• What the task requires
Locate every line in the rows below that contains the string "white", and copy each of those lines.

• Given data

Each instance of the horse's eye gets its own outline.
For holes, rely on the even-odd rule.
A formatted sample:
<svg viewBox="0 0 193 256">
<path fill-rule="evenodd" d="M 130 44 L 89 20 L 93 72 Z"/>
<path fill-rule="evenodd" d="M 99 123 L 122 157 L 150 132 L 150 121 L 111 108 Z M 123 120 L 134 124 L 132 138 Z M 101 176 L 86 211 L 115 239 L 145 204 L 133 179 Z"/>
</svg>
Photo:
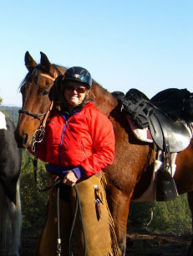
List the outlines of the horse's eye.
<svg viewBox="0 0 193 256">
<path fill-rule="evenodd" d="M 48 95 L 48 93 L 49 93 L 49 91 L 47 90 L 47 91 L 43 91 L 41 93 L 41 95 L 42 95 L 42 96 L 44 96 L 44 95 Z"/>
</svg>

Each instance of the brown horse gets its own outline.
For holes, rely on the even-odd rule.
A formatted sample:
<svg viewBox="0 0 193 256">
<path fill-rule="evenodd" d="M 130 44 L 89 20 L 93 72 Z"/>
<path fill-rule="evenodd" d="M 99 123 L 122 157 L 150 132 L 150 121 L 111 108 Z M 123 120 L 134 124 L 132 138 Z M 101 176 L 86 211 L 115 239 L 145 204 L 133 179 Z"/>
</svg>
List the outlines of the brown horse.
<svg viewBox="0 0 193 256">
<path fill-rule="evenodd" d="M 65 68 L 52 65 L 47 56 L 41 53 L 40 64 L 33 60 L 28 52 L 25 55 L 25 65 L 28 73 L 21 85 L 23 94 L 23 108 L 15 138 L 22 148 L 28 148 L 32 144 L 33 134 L 42 124 L 43 116 L 49 108 L 50 101 L 48 92 L 53 81 L 62 74 Z M 109 208 L 114 218 L 115 232 L 122 255 L 125 253 L 127 220 L 130 203 L 132 198 L 138 198 L 148 188 L 154 170 L 155 150 L 153 144 L 138 140 L 128 125 L 128 121 L 123 112 L 119 112 L 117 100 L 101 86 L 93 81 L 90 97 L 94 97 L 96 107 L 109 117 L 113 123 L 116 138 L 115 159 L 111 166 L 106 167 L 104 171 L 108 181 L 107 196 Z M 179 194 L 193 191 L 193 147 L 190 146 L 177 156 L 176 172 L 175 180 Z M 190 193 L 188 196 L 190 209 L 193 208 Z M 41 255 L 39 248 L 47 245 L 53 240 L 53 227 L 50 220 L 54 217 L 54 206 L 52 205 L 52 192 L 50 194 L 49 210 L 43 234 L 41 237 L 37 255 Z M 62 211 L 62 210 L 61 210 Z M 54 225 L 54 224 L 53 224 Z M 53 236 L 52 236 L 53 235 Z M 50 245 L 51 246 L 51 245 Z M 53 255 L 54 252 L 50 254 Z"/>
</svg>

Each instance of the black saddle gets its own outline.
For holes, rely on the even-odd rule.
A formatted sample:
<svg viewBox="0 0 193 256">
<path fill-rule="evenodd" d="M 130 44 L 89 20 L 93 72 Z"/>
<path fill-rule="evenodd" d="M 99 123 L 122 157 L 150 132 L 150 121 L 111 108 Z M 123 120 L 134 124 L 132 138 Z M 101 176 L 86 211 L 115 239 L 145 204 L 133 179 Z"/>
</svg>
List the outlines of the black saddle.
<svg viewBox="0 0 193 256">
<path fill-rule="evenodd" d="M 173 89 L 170 90 L 170 92 L 173 91 Z M 130 89 L 122 102 L 123 111 L 133 119 L 135 125 L 140 128 L 149 127 L 157 146 L 164 151 L 167 148 L 167 151 L 169 150 L 170 153 L 184 150 L 189 145 L 190 139 L 186 123 L 193 120 L 192 108 L 190 108 L 190 102 L 192 103 L 193 100 L 191 94 L 186 89 L 183 89 L 180 97 L 178 90 L 178 97 L 175 97 L 174 93 L 172 94 L 172 101 L 175 97 L 175 104 L 180 106 L 178 109 L 170 102 L 171 95 L 170 97 L 163 97 L 167 95 L 166 90 L 165 93 L 155 97 L 152 101 L 139 90 Z M 174 91 L 176 91 L 175 89 Z M 165 102 L 167 102 L 167 107 L 160 108 L 163 98 Z M 186 103 L 189 107 L 189 114 L 187 114 L 185 107 L 182 106 L 182 103 L 186 102 L 185 101 L 189 101 L 189 105 Z M 168 109 L 167 112 L 166 109 Z M 185 122 L 184 120 L 187 116 L 188 121 Z"/>
</svg>

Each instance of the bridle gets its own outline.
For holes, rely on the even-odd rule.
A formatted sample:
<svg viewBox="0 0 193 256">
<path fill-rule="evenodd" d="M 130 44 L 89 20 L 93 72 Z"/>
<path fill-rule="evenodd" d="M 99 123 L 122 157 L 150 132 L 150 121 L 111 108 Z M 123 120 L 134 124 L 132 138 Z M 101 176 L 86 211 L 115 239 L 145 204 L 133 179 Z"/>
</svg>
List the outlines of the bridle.
<svg viewBox="0 0 193 256">
<path fill-rule="evenodd" d="M 54 66 L 54 70 L 56 71 L 56 72 L 54 74 L 54 77 L 53 77 L 49 75 L 47 75 L 45 73 L 41 73 L 39 76 L 46 77 L 46 78 L 54 81 L 55 79 L 59 75 L 61 75 L 60 71 L 56 66 Z M 50 112 L 53 108 L 53 102 L 52 101 L 50 105 L 49 105 L 49 107 L 48 108 L 48 110 L 45 112 L 41 113 L 41 114 L 36 114 L 36 113 L 33 113 L 31 111 L 26 110 L 26 109 L 19 109 L 18 110 L 19 114 L 26 114 L 26 115 L 33 117 L 34 119 L 38 119 L 40 121 L 40 126 L 34 132 L 34 133 L 33 135 L 33 138 L 32 138 L 32 150 L 33 150 L 33 152 L 35 152 L 35 144 L 37 143 L 40 143 L 43 140 L 43 135 L 44 135 L 44 133 L 45 133 L 46 121 L 47 121 L 47 118 L 48 118 L 48 115 L 49 115 L 49 113 L 50 113 Z M 41 117 L 43 117 L 43 118 L 41 119 L 40 118 Z"/>
<path fill-rule="evenodd" d="M 57 71 L 58 76 L 61 75 L 61 72 L 59 70 L 58 70 L 56 67 L 54 67 Z M 46 78 L 50 79 L 51 81 L 54 81 L 56 77 L 58 76 L 54 76 L 55 77 L 52 77 L 49 75 L 41 73 L 41 76 L 44 76 Z M 60 256 L 61 254 L 61 239 L 60 239 L 60 227 L 59 227 L 59 187 L 60 185 L 62 184 L 63 178 L 59 178 L 53 184 L 45 187 L 45 188 L 40 188 L 38 185 L 38 179 L 37 179 L 37 170 L 38 170 L 38 149 L 36 147 L 37 143 L 40 143 L 43 140 L 43 135 L 45 133 L 45 126 L 46 126 L 46 121 L 47 118 L 53 108 L 53 101 L 51 102 L 50 106 L 47 112 L 42 113 L 42 114 L 35 114 L 29 110 L 25 110 L 25 109 L 19 109 L 18 112 L 19 113 L 24 113 L 26 115 L 31 116 L 34 118 L 35 119 L 38 119 L 40 121 L 40 126 L 39 128 L 34 132 L 33 138 L 32 138 L 32 151 L 34 153 L 34 159 L 33 159 L 33 173 L 34 173 L 34 180 L 35 180 L 35 184 L 38 191 L 47 191 L 48 190 L 56 187 L 57 188 L 57 256 Z M 43 117 L 43 118 L 41 120 L 40 117 Z M 75 220 L 78 213 L 78 209 L 79 210 L 79 214 L 80 214 L 80 218 L 81 218 L 81 224 L 82 224 L 82 228 L 83 228 L 83 235 L 84 235 L 84 256 L 86 256 L 87 253 L 87 244 L 86 244 L 86 237 L 85 237 L 85 230 L 84 230 L 84 221 L 83 221 L 83 213 L 82 213 L 82 207 L 81 207 L 81 203 L 80 203 L 80 199 L 79 196 L 79 191 L 77 185 L 74 185 L 74 189 L 76 192 L 76 204 L 75 204 L 75 212 L 72 222 L 72 227 L 70 230 L 70 234 L 69 234 L 69 255 L 73 255 L 72 251 L 71 251 L 71 240 L 72 240 L 72 233 L 75 224 Z"/>
</svg>

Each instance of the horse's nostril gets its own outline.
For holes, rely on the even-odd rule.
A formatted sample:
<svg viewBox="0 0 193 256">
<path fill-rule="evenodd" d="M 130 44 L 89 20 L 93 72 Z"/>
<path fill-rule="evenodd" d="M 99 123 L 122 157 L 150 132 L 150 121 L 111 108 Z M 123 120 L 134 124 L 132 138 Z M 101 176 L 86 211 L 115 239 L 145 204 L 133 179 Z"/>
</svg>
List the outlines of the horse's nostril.
<svg viewBox="0 0 193 256">
<path fill-rule="evenodd" d="M 26 144 L 28 139 L 28 134 L 25 133 L 18 133 L 15 130 L 15 140 L 18 143 L 19 148 L 26 148 Z"/>
</svg>

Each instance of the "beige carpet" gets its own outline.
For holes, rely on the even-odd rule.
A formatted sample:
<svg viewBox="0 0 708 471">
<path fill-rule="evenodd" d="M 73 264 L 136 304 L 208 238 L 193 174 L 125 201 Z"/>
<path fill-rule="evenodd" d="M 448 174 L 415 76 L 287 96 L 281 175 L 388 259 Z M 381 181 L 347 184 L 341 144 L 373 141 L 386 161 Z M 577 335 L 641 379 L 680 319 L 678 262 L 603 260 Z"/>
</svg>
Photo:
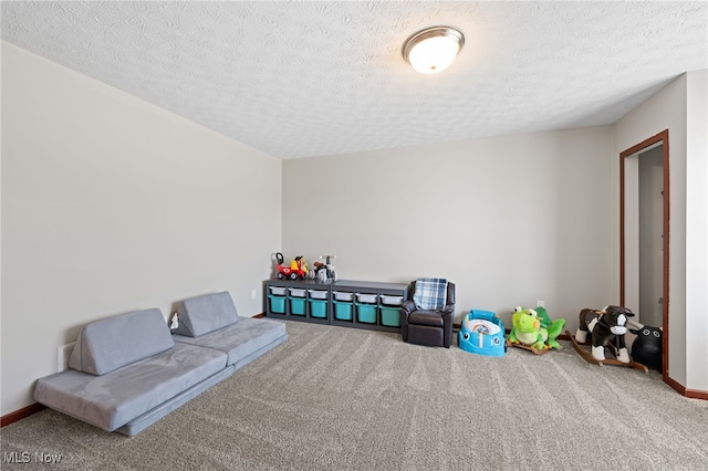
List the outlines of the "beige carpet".
<svg viewBox="0 0 708 471">
<path fill-rule="evenodd" d="M 2 469 L 48 469 L 48 453 L 66 470 L 708 470 L 708 401 L 656 371 L 590 365 L 569 343 L 493 358 L 382 332 L 288 332 L 136 437 L 52 410 L 8 426 Z"/>
</svg>

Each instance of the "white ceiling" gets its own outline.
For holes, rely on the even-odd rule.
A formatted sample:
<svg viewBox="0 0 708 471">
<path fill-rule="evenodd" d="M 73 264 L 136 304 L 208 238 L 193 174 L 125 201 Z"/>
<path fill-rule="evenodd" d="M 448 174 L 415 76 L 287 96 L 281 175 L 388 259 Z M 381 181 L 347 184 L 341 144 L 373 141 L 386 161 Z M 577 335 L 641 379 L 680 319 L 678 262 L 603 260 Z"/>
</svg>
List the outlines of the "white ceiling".
<svg viewBox="0 0 708 471">
<path fill-rule="evenodd" d="M 421 75 L 403 42 L 464 32 Z M 611 124 L 708 69 L 708 2 L 2 1 L 2 39 L 278 158 Z"/>
</svg>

• Solved exercise
Each instance of the "white ceiling" gets its own outline.
List the outlines of the "white ceiling".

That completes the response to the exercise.